» Extracted entries:
☆ ☆ ☆ ☆ ☆ ☆ ☆
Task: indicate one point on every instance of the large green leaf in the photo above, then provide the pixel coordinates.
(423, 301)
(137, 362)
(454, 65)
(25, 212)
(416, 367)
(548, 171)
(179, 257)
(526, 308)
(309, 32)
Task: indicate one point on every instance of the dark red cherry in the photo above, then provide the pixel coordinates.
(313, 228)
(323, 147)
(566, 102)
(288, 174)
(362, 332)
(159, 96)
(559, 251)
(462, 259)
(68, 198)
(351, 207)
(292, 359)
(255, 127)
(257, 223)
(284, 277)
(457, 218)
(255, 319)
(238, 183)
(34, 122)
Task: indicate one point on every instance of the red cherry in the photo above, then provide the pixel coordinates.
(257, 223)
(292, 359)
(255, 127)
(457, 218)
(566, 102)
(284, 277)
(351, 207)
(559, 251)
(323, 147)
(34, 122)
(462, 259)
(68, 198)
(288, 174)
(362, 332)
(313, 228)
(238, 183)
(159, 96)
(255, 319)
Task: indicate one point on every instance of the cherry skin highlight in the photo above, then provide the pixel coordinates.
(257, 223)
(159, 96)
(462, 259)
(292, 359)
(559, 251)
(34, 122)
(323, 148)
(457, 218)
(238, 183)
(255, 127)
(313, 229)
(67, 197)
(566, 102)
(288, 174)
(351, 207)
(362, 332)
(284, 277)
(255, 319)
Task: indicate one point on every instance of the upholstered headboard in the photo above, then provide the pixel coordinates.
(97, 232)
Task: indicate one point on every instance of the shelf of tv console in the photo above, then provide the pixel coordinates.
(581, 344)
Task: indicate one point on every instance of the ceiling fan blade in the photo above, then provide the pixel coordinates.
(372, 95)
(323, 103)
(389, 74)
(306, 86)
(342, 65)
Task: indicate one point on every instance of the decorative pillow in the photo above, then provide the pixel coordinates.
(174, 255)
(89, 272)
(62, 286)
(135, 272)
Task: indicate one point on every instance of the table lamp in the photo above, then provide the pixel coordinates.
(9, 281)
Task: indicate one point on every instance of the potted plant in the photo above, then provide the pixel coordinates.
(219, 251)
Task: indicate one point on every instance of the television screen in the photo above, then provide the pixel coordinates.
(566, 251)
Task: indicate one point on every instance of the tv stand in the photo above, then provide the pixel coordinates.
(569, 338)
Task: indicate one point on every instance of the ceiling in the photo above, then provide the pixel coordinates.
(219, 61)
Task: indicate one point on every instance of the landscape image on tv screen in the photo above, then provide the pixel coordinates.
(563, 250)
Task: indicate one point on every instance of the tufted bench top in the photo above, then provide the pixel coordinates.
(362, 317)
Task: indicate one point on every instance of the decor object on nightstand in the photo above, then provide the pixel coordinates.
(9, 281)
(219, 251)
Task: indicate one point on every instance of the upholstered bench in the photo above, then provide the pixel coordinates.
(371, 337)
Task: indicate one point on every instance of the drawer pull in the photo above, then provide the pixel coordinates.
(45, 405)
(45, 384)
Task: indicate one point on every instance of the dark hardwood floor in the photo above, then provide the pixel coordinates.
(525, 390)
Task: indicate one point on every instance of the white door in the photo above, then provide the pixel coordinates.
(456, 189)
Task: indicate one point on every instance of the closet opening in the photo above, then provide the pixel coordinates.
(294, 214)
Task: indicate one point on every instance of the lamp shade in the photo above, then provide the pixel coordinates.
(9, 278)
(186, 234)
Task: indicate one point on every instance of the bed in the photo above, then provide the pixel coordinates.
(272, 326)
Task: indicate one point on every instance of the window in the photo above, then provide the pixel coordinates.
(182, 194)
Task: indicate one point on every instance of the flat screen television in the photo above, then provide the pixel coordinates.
☆ ☆ ☆ ☆ ☆ ☆ ☆
Reproduce the records above, starting at the line containing "Task: indicate one point on every instance of the bed" and ending at the final line of the records, with both included. Keep every request line as it is, and adjust each coordinate value in the answers by adding -34 to it.

Task: indicate one point on every instance of the bed in the photo above, then provide the pixel coordinates.
(238, 292)
Task: indicate one point on every instance of the window in the photo above, then provide the pixel coordinates.
(148, 160)
Task: indicate one point on every instance of the flat screen television in the photo above, then provide the pixel coordinates.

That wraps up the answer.